** START The records **

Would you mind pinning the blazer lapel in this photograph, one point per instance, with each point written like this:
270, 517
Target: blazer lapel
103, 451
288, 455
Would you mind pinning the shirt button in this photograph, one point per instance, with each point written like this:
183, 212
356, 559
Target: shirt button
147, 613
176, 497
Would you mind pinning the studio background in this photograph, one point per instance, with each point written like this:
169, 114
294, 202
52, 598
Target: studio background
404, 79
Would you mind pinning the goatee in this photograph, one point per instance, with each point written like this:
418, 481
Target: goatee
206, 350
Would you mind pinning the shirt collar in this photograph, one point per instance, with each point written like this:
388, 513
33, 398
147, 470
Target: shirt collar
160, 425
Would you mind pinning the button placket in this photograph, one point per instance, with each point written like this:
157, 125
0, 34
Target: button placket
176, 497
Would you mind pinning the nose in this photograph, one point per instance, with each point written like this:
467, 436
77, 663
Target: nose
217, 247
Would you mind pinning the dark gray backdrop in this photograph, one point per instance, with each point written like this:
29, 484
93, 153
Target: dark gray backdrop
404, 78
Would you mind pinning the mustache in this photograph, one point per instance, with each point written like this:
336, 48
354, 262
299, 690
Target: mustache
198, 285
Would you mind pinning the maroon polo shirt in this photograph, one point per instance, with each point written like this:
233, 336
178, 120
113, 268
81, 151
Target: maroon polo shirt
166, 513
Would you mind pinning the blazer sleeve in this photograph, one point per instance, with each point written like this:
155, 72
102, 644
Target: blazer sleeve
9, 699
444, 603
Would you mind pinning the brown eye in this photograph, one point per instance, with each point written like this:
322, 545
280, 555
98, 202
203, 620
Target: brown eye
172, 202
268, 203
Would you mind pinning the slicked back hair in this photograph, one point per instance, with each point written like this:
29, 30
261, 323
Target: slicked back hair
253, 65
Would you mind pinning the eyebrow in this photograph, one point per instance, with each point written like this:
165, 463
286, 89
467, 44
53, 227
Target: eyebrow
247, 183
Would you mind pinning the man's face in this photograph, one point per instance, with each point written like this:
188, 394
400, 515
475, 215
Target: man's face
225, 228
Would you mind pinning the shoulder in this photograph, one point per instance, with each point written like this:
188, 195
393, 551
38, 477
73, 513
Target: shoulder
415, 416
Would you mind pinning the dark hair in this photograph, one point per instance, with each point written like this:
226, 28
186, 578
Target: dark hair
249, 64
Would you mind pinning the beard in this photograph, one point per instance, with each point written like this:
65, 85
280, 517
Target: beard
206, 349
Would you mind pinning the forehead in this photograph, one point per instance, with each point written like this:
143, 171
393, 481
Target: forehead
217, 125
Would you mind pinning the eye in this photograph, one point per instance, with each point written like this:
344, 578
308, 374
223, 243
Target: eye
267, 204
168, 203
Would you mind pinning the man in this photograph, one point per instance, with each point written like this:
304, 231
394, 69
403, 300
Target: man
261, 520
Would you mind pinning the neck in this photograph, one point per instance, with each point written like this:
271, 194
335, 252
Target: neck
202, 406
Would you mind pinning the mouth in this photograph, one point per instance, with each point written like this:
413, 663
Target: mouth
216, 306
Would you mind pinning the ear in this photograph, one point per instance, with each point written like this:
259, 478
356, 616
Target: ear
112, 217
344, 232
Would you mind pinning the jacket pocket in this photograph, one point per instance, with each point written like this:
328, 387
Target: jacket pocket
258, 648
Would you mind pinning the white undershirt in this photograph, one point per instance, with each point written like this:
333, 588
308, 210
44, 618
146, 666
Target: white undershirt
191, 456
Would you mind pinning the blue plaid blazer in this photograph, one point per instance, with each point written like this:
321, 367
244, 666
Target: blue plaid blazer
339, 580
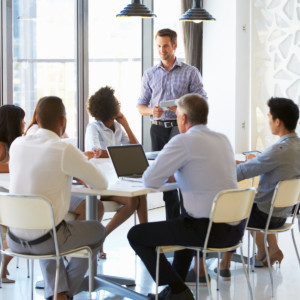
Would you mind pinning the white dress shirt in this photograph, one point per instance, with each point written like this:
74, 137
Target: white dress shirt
43, 164
203, 163
97, 135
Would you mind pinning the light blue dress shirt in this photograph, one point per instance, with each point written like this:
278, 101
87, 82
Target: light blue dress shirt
158, 85
280, 161
97, 135
203, 164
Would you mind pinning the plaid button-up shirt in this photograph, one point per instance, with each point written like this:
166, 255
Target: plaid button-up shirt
158, 85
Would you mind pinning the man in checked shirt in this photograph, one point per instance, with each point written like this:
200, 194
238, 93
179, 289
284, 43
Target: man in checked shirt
168, 80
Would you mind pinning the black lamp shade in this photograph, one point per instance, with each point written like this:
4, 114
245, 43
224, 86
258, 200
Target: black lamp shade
197, 13
136, 9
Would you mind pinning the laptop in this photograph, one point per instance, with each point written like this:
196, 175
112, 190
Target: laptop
129, 161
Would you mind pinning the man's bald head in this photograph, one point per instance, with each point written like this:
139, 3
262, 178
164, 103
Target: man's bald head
50, 112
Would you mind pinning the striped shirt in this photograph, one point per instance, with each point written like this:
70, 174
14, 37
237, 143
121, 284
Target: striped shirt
158, 85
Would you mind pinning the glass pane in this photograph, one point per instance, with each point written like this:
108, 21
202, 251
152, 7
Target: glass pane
44, 56
165, 19
115, 56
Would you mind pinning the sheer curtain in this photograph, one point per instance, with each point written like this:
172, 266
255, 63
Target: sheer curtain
192, 38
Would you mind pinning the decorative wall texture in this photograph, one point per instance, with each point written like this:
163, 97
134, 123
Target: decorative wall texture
275, 61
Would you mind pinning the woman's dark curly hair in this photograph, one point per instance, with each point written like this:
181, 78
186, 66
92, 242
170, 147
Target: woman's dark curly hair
103, 105
11, 117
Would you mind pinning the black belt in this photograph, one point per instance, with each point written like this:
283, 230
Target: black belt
39, 240
166, 124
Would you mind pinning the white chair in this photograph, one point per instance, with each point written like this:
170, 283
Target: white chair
286, 194
228, 206
35, 212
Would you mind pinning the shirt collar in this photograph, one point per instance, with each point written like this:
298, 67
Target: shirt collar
198, 127
48, 133
177, 63
287, 136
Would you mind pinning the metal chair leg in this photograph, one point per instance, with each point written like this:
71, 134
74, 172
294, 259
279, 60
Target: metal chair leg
206, 275
218, 273
246, 273
295, 245
157, 271
31, 279
269, 264
28, 271
253, 251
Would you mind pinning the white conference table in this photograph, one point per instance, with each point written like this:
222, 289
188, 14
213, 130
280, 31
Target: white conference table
115, 188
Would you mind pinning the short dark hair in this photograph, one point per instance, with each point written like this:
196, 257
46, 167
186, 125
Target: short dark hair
195, 107
49, 111
11, 117
168, 32
102, 105
285, 110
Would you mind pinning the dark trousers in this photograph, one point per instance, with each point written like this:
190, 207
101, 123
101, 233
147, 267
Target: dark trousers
159, 137
185, 231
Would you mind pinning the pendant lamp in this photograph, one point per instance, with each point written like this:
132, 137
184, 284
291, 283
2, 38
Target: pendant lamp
197, 14
136, 9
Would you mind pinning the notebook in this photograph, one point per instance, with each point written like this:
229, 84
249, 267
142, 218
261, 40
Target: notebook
129, 161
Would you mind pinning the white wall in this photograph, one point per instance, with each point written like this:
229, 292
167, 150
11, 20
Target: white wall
226, 69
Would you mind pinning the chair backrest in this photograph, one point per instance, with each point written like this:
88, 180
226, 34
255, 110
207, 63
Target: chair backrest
27, 212
232, 205
286, 193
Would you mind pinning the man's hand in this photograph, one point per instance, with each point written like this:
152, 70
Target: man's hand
121, 119
79, 181
250, 156
171, 179
96, 153
157, 111
172, 108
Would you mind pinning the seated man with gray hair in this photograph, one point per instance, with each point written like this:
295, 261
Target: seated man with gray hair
203, 164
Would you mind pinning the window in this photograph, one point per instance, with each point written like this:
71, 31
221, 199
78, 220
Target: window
44, 56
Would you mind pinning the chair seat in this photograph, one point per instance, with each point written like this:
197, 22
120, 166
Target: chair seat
285, 227
79, 252
111, 206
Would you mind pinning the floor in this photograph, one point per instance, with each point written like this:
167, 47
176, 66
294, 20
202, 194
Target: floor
121, 261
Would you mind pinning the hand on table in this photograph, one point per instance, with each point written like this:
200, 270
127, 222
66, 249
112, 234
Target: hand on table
96, 153
157, 111
172, 108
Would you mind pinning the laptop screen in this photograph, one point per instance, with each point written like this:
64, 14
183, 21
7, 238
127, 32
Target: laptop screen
128, 160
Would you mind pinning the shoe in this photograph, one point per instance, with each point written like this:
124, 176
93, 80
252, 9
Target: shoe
225, 274
162, 294
68, 297
191, 279
6, 280
258, 263
166, 294
275, 257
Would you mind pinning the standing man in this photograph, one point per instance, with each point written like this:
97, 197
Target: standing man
168, 80
43, 164
203, 164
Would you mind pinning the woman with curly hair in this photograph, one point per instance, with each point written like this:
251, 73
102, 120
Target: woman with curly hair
12, 125
112, 129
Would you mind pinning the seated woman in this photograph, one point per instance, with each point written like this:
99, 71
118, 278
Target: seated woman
77, 203
280, 161
12, 125
107, 130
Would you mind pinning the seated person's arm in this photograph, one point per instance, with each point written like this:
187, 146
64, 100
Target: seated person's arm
123, 121
4, 167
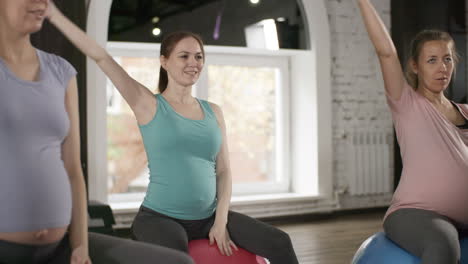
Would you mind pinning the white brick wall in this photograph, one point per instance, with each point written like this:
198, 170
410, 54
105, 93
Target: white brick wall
357, 87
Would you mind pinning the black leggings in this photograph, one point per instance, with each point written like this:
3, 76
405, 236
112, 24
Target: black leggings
102, 250
426, 234
255, 236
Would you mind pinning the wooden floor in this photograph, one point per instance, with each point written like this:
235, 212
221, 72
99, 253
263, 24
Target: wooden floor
332, 240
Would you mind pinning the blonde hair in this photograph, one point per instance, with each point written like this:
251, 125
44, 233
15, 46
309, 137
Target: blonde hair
415, 50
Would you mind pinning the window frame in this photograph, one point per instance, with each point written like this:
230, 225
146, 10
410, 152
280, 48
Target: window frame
310, 80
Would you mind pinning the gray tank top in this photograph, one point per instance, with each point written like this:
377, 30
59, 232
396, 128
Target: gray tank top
34, 186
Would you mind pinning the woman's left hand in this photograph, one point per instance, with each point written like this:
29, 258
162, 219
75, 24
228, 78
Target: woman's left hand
220, 234
80, 256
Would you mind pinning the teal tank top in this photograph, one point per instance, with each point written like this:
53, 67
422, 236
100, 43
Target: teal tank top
181, 159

** END The records **

Set problem: Going from the line with "Would you mind pinning the standing" to the last line of the listing, write out each line exactly and nothing else. Leave out all pictures.

Reply:
Would you mind pinning the standing man in this photograph, one point per instance, with each point written like this:
97, 197
Target: standing man
168, 80
43, 164
203, 164
Would you mind pinning the woman with curly hair in this photograph, one point per instance, with each point written like this:
251, 73
102, 120
Target: woman with curly hair
12, 125
112, 129
Would you mind pinning the seated woman in this photograph, one point per instance, with each point written like this:
99, 71
118, 278
Target: seated woman
77, 203
280, 161
12, 125
107, 130
Would you mind pinning the seated person's arm in this photograph, one point per instance, with each point written like this:
187, 146
64, 100
Target: seated person's arm
123, 121
4, 167
Would you mind pinning the white brick wall in this photograph, one point per instance, with each point written like this:
198, 170
410, 54
105, 93
Target: white brick wall
357, 87
Would you mind pinning the black leggings in this photograph, one point per instance, with each point written like this:
3, 76
405, 236
112, 24
Target: black leggings
102, 250
426, 234
255, 236
Would you mind pinning the wooden floor in this photograph, one point per instance, with each point written like this:
235, 212
221, 72
99, 253
263, 24
Target: wooden floor
332, 240
Would you mind pinning the blonde hair in this photograph, one point per instance, with each point written like this:
251, 125
44, 233
15, 46
309, 137
Target: blonde hair
415, 50
Would you mind pinning the window frame in this photograph, one point per instance, with each point written like this:
230, 225
146, 10
410, 152
280, 48
Target: window frame
310, 80
Would you mind pinning the gray tank top in this photograph, one point per instance, with each point written like this:
377, 30
59, 232
396, 128
Target: gray tank top
34, 186
Would you mind pinning the woman's left hand in this photograph, one point per instance, with each point written like this:
29, 258
162, 219
75, 24
228, 78
Target: woman's left hand
220, 234
80, 256
Would you mind pinning the teal tank top in this photograph, one point per instance, with each point written like this:
53, 67
422, 236
100, 43
Target: teal tank top
181, 159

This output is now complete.